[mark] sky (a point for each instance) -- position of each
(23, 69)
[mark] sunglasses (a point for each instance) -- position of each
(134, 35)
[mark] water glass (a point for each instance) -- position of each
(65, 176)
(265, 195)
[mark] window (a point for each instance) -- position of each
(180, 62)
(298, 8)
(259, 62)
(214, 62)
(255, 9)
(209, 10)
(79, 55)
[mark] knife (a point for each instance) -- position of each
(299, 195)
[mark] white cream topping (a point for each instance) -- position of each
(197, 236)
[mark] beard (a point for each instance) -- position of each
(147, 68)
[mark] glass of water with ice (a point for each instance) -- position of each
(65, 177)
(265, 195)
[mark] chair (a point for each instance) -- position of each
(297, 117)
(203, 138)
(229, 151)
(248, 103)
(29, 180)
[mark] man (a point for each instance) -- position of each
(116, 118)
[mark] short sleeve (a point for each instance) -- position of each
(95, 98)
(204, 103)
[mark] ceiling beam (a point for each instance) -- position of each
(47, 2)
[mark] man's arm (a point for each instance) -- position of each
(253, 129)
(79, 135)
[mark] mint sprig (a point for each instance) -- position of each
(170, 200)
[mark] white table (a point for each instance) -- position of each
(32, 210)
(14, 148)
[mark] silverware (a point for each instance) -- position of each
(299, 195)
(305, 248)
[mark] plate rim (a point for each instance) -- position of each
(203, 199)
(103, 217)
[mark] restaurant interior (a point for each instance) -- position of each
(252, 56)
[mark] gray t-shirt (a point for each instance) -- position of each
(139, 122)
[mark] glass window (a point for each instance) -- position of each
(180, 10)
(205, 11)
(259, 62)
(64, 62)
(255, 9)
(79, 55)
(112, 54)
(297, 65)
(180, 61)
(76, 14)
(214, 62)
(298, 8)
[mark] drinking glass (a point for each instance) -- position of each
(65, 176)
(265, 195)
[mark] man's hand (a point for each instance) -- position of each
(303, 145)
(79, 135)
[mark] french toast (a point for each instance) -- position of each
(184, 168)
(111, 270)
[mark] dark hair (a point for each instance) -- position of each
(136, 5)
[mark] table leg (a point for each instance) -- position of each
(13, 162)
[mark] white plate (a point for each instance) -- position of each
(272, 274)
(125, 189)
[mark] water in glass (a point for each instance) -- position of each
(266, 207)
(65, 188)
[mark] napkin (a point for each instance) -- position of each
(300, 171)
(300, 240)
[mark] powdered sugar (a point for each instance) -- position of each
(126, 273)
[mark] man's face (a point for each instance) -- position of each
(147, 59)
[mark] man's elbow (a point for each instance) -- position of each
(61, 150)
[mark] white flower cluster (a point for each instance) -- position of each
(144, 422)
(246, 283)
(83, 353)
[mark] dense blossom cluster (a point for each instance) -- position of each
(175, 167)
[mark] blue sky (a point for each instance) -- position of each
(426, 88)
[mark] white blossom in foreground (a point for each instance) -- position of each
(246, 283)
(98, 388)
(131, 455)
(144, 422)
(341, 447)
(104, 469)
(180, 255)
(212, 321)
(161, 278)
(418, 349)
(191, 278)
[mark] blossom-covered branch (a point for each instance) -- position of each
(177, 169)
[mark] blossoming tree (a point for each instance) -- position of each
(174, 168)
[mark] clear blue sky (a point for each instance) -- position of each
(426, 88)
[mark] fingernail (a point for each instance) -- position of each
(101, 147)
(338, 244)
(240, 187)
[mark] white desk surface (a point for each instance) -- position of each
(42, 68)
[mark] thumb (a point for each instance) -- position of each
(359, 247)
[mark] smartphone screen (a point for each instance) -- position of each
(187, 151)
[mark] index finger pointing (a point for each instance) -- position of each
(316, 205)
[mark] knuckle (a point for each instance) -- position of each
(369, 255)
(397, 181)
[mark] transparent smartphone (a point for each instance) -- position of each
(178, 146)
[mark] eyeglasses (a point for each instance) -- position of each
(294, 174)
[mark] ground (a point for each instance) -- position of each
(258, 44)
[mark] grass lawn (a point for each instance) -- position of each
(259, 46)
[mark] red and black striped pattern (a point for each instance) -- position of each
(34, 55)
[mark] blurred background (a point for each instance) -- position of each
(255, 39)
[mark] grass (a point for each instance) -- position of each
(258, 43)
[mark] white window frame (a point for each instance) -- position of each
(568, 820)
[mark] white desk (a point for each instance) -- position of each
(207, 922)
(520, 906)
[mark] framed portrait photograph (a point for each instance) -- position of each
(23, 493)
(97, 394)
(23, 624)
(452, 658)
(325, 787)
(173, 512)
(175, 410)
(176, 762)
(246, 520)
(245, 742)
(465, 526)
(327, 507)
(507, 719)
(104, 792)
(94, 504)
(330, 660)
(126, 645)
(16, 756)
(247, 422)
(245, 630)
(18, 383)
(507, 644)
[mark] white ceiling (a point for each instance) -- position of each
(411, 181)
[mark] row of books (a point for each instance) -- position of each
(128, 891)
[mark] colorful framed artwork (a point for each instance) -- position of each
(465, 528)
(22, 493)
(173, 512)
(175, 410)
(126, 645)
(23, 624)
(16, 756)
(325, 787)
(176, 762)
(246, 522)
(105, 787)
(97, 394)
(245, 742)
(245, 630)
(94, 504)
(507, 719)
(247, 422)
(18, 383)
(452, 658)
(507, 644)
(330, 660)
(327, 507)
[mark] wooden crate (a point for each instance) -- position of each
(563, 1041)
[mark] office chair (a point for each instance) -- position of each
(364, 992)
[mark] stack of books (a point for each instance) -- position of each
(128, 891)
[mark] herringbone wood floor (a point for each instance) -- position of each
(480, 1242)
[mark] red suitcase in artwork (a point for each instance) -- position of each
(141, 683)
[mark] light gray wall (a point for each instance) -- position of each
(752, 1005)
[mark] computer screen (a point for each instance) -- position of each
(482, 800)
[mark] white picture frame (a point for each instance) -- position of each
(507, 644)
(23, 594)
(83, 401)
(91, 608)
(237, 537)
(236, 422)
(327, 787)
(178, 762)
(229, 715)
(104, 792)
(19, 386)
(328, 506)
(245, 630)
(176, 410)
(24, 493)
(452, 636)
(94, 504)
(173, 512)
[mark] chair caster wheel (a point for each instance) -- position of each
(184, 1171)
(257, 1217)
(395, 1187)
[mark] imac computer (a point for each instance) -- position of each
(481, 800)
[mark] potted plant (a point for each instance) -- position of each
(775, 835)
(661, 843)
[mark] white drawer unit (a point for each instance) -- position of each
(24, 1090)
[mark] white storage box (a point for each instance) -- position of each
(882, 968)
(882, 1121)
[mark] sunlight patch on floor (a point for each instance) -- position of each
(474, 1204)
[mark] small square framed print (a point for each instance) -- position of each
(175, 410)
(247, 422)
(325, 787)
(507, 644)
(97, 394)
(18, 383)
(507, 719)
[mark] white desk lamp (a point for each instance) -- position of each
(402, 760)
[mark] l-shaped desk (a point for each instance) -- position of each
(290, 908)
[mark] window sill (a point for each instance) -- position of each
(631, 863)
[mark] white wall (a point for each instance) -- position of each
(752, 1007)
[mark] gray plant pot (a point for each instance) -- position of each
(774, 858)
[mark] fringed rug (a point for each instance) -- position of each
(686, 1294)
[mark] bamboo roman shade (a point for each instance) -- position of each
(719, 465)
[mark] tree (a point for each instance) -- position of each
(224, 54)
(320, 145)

> Stated task: Reproduce all the data above, swapping "position of each" for "location of each" and keeping everything else the same.

> Correct result:
[mark] sky (a point for each instance) -- location of each
(23, 69)
[mark] sunglasses (a point for each instance) -- location of each
(134, 35)
[mark] water glass (a point for each instance) -- location of each
(65, 176)
(265, 195)
[mark] window (a point for each instance) -- location of each
(180, 62)
(298, 8)
(259, 62)
(214, 62)
(255, 9)
(209, 10)
(79, 55)
[mark] knife (a point for each instance) -- location of each
(299, 195)
[mark] white cream topping (a point for each instance) -- location of each
(197, 236)
[mark] beard (a point for each instance) -- location of each
(147, 68)
[mark] glass of water with ice (a point for each instance) -- location of each
(65, 177)
(265, 195)
[mark] chair (a point for each instance) -- location of each
(297, 117)
(203, 138)
(229, 151)
(248, 103)
(29, 180)
[mark] man (a point for each instance) -- location of each
(116, 118)
[mark] short sleeve (a point for each instance) -- location of each
(95, 98)
(204, 103)
[mark] ceiling beam (a point for each instance) -- location of each
(47, 2)
[mark] man's arm (a point for each instance) -- location of each
(253, 129)
(79, 135)
[mark] mint sprig (a point for each instance) -- location of each
(170, 200)
[mark] white table (a point for each instance) -- location of each
(32, 210)
(14, 148)
[mark] silverware (a point for each instance) -- location of each
(299, 195)
(305, 248)
[mark] plate rim (a point for each instance) -- location of each
(203, 199)
(103, 217)
[mark] restaurant interior (a point for each instance) -- location of each
(252, 56)
[mark] gray t-shirt (a point for each instance) -- location of each
(139, 122)
[mark] glass window (a point for each instance) -- location of each
(180, 10)
(205, 11)
(259, 62)
(64, 62)
(255, 9)
(79, 55)
(112, 54)
(297, 65)
(180, 61)
(76, 14)
(214, 62)
(298, 8)
[mark] drinking glass (a point for each instance) -- location of each
(65, 176)
(265, 195)
[mark] man's hand (a point for each instance) -- location of each
(303, 145)
(79, 135)
[mark] french toast (a point for each instance) -- location of each
(184, 168)
(111, 270)
[mark] dark hair (a point for each instance) -- location of each
(136, 5)
[mark] table leg (a point for each instance) -- location of each
(13, 162)
[mark] white plate (a point for each instance) -- location of each
(272, 274)
(125, 189)
[mark] water in glass (a point for each instance) -- location of each
(266, 207)
(65, 188)
[mark] napkin (a point for each instance) -- location of each
(300, 171)
(300, 240)
[mark] powdered sugar (a point for each instance) -- location of each
(126, 273)
[mark] man's face (a point for each instance) -- location of each
(147, 59)
[mark] man's elbow (a point for each instance) -- location of each
(61, 150)
[mark] white flower cluster (a point for each instance) -- location of each
(144, 422)
(246, 283)
(83, 353)
[mark] dense blossom cluster (a point for each instance) -- location of each
(175, 167)
[mark] blue sky (a point for each instance) -- location of each
(426, 88)
[mark] white blossom in foreground (a point for each instance) -- location of each
(246, 283)
(98, 388)
(131, 455)
(144, 422)
(341, 447)
(104, 469)
(180, 255)
(212, 321)
(161, 278)
(418, 349)
(191, 278)
[mark] blossom-covered branch (a point for each instance) -- location of each
(177, 169)
[mark] blossoming tree (a point for each instance) -- location of each
(174, 168)
[mark] clear blue sky (a point for each instance) -- location of each
(426, 88)
[mark] fingernail (a point for each instance) -- location of each
(101, 147)
(338, 244)
(240, 187)
[mark] white desk surface (a point for each instance) -- location of each
(42, 68)
[mark] thumb (a point for each instance) -- location of each
(359, 247)
[mark] smartphone screen (a point for each instance) -- location of each
(187, 151)
[mark] index finger pointing (a point for each instance) -- location of each
(316, 205)
[mark] knuckle (a point for each instance) -- location of each
(369, 255)
(397, 181)
[mark] transparent smartphone (a point for each instance) -- location of each
(178, 146)
[mark] eyeglasses (a point for each instance) -- location of each
(294, 174)
[mark] ground (a point for each instance) -- location of each
(258, 44)
[mark] grass lawn (a point for each instance) -- location of each
(259, 46)
[mark] red and black striped pattern (a point for each instance) -- location of each
(34, 55)
[mark] blurred background (a point for each instance) -- location of each
(255, 39)
[mark] grass (a point for each instance) -- location of each
(258, 43)
[mark] white window frame (a point for each instance) -- location of each
(568, 820)
[mark] white desk (a point for each instance) -- location of each
(207, 922)
(520, 906)
[mark] framed portrait photograph (a point for each instance) -- location of each
(23, 493)
(97, 394)
(23, 624)
(452, 658)
(325, 787)
(173, 512)
(175, 410)
(176, 762)
(246, 520)
(245, 742)
(465, 526)
(327, 507)
(507, 719)
(104, 792)
(94, 504)
(330, 660)
(126, 645)
(16, 756)
(247, 422)
(245, 630)
(18, 383)
(507, 644)
[mark] white ceiling (a point for each instance) -- location of each
(411, 181)
[mark] row of books (a point for each instance) -- location of each
(128, 891)
[mark] colorful framed artwork (a point for each instance) -- location of each
(465, 528)
(22, 493)
(173, 512)
(175, 410)
(126, 645)
(23, 624)
(16, 756)
(325, 787)
(176, 762)
(246, 522)
(105, 787)
(97, 394)
(245, 742)
(245, 630)
(94, 504)
(507, 719)
(247, 422)
(18, 383)
(452, 658)
(507, 644)
(330, 660)
(327, 507)
[mark] wooden crate (a point for each instance) -- location of each
(563, 1041)
[mark] office chair (a point for each instance) -- location of each
(364, 992)
[mark] stack of books (a point for each instance) -- location of each
(128, 891)
[mark] herringbone wood floor (a point for each instance) -- location of each
(480, 1242)
[mark] red suitcase in artwork (a point for each instance) -- location of each
(141, 683)
[mark] light gray wall (a point for each instance) -- location of each
(752, 1005)
[mark] computer screen (a point for each instance) -- location of each
(482, 800)
[mark] white picture frame (a point for each instance) -- location of each
(507, 644)
(23, 594)
(83, 401)
(91, 608)
(237, 537)
(236, 422)
(327, 787)
(178, 762)
(229, 715)
(104, 792)
(19, 386)
(328, 506)
(245, 630)
(176, 410)
(24, 493)
(452, 636)
(94, 504)
(173, 512)
[mark] chair caster wheel (a point for each instance) -- location of each
(184, 1171)
(257, 1217)
(395, 1187)
[mark] imac computer (a point for each instance) -- location of each
(481, 800)
[mark] potted plant (a point for each instance) -- location of each
(775, 835)
(661, 843)
[mark] white drawer unit (a point for each instance) -- location of each
(24, 1090)
[mark] white storage box (a point for each instance) -- location of each
(882, 968)
(882, 1121)
[mark] sunlight patch on floor (a point for each instance) -- location of each
(474, 1204)
[mark] small square framed print (a point for each instance) -- location of each
(175, 410)
(247, 422)
(325, 787)
(507, 644)
(97, 394)
(18, 383)
(507, 719)
[mark] white desk lamp (a point for each instance) -- location of each
(402, 760)
[mark] l-shaped desk (a point for each instance) -- location of each
(290, 908)
[mark] window sill (a point for each instance) -- location of each
(631, 863)
[mark] white wall (a point for each instance) -- location of each
(752, 1007)
[mark] gray plant pot (a point for each instance) -- location of each
(774, 858)
[mark] fringed rug (a point for each instance) -- location of each
(686, 1294)
[mark] bamboo roman shade (a point for each instance) -- location of each
(719, 465)
[mark] tree (a point for each instance) -- location of each
(224, 54)
(320, 145)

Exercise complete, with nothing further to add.